* **Task to complete**: Can you rewrite everything from the start of the lines below down to the line containing "POLYGON ((563 274, 522", both included, as a numbered list with blank lines skipped and the pictures left out?

* **Data provided**:

• • • • •

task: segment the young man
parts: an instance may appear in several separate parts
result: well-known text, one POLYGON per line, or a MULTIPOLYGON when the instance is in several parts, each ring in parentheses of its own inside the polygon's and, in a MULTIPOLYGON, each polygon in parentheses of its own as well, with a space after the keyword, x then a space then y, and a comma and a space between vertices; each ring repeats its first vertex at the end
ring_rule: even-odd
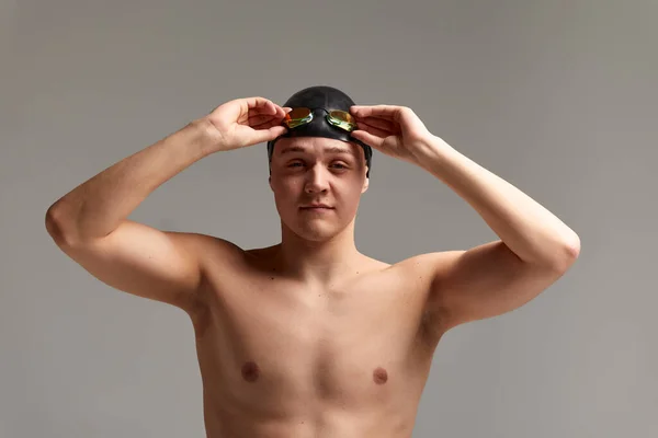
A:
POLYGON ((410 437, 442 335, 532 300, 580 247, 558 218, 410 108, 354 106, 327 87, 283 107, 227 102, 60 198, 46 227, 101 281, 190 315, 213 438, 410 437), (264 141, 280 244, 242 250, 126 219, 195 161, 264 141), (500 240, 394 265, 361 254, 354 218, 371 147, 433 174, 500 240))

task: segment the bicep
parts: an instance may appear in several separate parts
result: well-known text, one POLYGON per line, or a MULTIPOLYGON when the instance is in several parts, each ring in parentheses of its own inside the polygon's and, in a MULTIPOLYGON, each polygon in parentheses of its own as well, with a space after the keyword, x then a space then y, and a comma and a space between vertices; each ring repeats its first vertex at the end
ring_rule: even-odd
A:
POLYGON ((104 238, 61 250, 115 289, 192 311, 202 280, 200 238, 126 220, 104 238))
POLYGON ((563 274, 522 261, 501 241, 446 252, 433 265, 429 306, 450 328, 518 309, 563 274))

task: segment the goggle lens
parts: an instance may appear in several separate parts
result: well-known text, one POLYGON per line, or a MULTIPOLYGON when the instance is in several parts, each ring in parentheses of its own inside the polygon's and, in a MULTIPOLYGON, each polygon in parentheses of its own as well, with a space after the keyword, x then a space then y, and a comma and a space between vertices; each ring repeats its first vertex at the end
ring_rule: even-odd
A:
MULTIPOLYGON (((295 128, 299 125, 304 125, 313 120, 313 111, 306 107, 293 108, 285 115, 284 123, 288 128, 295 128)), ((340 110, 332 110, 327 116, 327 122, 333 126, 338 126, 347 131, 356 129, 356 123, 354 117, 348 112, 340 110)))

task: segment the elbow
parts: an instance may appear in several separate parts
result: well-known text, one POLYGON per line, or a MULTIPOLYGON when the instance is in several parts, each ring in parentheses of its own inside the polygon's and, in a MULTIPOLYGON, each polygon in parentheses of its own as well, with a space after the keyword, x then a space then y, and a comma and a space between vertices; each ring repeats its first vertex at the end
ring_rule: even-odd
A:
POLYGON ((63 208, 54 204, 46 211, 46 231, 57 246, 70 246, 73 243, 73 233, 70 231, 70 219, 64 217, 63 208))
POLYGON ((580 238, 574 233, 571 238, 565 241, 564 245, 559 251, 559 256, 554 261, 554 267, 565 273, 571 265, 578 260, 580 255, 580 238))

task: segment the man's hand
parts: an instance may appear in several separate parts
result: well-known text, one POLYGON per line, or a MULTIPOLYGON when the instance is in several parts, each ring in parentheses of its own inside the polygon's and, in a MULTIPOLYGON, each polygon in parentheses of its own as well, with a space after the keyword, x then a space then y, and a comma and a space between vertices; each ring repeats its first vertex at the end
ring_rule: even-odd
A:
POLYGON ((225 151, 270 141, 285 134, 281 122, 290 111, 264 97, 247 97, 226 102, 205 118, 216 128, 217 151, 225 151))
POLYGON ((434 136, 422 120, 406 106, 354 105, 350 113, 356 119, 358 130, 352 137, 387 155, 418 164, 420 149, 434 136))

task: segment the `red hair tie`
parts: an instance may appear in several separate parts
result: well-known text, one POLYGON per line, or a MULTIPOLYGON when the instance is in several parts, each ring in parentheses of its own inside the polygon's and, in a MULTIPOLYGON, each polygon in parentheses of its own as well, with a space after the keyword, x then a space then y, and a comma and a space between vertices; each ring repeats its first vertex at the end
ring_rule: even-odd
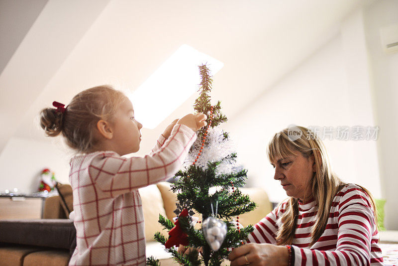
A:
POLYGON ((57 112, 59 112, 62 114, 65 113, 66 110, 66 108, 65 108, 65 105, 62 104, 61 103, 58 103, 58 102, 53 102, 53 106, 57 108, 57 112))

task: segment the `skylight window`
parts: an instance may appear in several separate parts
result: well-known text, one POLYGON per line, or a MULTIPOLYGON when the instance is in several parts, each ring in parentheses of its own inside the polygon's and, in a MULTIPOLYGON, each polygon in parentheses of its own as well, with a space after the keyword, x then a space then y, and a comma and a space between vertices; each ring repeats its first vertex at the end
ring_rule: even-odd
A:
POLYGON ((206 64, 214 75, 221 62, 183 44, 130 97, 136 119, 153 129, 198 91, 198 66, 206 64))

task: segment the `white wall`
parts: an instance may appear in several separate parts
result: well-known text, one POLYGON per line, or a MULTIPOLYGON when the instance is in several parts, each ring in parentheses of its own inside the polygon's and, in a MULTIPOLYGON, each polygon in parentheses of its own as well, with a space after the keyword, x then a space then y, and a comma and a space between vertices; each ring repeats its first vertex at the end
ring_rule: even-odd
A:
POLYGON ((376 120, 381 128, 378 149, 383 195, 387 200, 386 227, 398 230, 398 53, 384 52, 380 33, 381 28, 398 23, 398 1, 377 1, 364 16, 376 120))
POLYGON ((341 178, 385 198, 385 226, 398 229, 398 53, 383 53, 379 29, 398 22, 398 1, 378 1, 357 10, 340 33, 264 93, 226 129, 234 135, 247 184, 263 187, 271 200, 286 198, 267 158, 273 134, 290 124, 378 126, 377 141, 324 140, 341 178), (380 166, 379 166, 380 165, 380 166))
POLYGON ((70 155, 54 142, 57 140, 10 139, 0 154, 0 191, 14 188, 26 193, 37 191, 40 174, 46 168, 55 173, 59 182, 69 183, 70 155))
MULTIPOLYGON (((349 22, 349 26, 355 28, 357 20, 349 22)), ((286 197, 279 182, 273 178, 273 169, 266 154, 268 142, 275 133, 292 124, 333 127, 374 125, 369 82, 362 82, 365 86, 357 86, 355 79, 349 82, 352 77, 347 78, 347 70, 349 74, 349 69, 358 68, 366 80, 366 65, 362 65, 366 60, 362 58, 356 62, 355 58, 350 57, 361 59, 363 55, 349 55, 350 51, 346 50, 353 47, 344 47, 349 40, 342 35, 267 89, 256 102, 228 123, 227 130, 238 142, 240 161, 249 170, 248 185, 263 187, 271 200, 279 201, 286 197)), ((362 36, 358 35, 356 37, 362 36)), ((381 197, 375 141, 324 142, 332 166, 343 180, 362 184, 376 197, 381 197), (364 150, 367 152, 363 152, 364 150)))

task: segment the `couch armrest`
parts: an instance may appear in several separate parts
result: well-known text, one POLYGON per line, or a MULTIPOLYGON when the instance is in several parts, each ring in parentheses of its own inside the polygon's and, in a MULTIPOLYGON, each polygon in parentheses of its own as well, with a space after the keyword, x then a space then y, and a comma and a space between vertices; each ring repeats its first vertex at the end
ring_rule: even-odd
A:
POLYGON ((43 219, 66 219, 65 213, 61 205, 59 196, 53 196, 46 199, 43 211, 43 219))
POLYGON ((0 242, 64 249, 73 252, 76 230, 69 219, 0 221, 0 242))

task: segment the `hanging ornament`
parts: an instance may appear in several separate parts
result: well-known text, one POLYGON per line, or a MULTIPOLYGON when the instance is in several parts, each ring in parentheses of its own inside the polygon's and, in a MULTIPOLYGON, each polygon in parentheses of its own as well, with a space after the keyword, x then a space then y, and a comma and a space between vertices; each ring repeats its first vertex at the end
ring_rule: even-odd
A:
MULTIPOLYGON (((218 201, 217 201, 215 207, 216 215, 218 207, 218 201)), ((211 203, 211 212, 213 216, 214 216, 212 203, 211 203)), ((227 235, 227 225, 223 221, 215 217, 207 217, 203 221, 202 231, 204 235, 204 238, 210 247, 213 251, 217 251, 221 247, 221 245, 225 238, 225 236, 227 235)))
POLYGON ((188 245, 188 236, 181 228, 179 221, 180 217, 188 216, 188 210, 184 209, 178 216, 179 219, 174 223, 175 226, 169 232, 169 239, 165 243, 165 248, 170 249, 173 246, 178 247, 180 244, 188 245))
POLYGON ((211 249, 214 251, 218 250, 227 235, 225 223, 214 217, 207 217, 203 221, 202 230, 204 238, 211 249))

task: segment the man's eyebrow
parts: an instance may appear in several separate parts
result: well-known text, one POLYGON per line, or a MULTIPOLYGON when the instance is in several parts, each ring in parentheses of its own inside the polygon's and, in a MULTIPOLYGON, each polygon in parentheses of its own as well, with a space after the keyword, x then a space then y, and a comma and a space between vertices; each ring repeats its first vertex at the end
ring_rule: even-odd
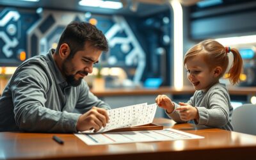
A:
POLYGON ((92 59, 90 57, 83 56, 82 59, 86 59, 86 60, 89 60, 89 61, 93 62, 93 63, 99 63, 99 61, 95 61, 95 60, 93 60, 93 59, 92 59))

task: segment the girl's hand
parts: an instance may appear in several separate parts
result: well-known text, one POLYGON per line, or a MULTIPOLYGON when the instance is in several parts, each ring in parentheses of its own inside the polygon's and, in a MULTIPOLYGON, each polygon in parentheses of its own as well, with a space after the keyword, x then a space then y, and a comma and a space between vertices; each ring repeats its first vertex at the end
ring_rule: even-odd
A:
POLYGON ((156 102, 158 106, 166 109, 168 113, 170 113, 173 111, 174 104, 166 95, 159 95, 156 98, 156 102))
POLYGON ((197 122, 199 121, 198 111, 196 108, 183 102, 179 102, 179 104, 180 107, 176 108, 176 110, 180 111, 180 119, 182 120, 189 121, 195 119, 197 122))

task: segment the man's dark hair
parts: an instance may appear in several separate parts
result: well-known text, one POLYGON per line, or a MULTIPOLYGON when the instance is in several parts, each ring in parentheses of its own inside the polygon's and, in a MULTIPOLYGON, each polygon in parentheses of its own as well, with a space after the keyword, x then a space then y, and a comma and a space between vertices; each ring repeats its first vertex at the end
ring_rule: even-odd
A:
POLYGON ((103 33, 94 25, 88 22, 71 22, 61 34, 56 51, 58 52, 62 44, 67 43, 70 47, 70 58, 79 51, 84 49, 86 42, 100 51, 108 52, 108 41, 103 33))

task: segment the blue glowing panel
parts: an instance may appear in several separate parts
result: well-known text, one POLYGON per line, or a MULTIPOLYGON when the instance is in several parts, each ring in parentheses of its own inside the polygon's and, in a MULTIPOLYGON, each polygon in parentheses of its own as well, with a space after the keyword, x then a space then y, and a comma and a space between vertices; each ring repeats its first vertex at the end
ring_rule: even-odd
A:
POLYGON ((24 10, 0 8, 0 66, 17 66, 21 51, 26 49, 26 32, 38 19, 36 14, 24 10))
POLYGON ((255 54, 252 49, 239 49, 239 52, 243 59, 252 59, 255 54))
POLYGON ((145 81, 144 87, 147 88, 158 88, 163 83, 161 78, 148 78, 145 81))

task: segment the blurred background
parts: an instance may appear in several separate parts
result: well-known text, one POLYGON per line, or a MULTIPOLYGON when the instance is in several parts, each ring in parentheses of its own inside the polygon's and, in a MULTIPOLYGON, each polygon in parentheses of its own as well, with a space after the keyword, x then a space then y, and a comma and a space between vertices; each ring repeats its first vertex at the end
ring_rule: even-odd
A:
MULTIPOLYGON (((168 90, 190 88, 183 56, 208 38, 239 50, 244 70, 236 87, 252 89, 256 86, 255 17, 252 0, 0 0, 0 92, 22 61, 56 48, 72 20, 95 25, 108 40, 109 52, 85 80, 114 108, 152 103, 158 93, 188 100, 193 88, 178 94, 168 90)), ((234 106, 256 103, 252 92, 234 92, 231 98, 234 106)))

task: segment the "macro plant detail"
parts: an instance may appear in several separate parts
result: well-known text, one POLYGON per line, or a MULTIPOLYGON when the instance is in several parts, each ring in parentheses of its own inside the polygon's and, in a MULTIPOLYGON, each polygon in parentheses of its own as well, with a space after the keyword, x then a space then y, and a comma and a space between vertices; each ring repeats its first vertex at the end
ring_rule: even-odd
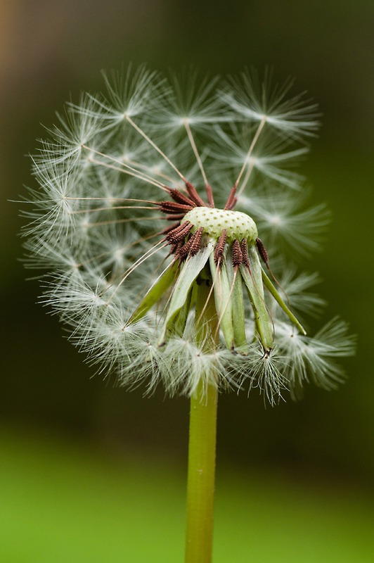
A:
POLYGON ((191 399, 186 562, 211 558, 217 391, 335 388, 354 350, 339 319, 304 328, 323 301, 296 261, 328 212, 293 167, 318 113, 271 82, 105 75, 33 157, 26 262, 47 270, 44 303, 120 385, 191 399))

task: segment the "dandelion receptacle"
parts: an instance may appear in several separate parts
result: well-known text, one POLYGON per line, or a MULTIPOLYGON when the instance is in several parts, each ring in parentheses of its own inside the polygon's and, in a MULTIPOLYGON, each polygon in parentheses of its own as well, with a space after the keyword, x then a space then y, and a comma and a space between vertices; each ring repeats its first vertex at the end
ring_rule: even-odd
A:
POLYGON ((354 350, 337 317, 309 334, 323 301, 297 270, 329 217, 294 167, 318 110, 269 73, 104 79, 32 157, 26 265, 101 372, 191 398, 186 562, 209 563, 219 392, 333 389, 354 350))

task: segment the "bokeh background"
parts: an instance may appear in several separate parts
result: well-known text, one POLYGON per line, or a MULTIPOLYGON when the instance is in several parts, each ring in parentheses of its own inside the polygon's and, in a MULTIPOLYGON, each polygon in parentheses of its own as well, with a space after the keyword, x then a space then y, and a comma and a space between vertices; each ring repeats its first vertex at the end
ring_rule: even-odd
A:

• • • • •

* **Written response**:
1. task: segment the young man
2. parts: an instance may appear in several separate parts
3. result: well-known text, one POLYGON per line, or a MULTIPOLYGON when the instance is in several parts, each ring in parentheses of its own inside the polygon's and, in a MULTIPOLYGON, each polygon in parentheses of its own as well, with a space after the keyword, x then a space then y, and a comma and a space between vertices; each ring repeats its first vertex at the end
4. ring_rule: even-odd
5. A:
6. POLYGON ((410 437, 442 335, 532 300, 580 247, 558 218, 410 108, 354 106, 327 87, 283 107, 227 102, 60 198, 46 227, 101 281, 190 315, 213 438, 410 437), (264 141, 280 244, 242 250, 126 219, 195 161, 264 141), (500 240, 394 265, 361 254, 354 218, 371 147, 433 174, 500 240))
7. task: segment the bicep
8. parts: an instance may appear in several separate parts
9. result: well-known text, one POLYGON per line, or a MULTIPOLYGON when the instance is in several parts, each ring in parentheses of its own inside the polygon's and, in a MULTIPOLYGON, each polygon in parentheses of its own as well, with a space after the keyword, x then a space then y, and a comma and a space between vertices; each ring repeats its first vertex at the end
10. ring_rule: even-odd
11. A:
12. POLYGON ((104 238, 61 250, 115 289, 192 311, 202 280, 200 238, 126 220, 104 238))
13. POLYGON ((563 274, 522 261, 501 241, 446 252, 433 265, 429 306, 450 328, 518 309, 563 274))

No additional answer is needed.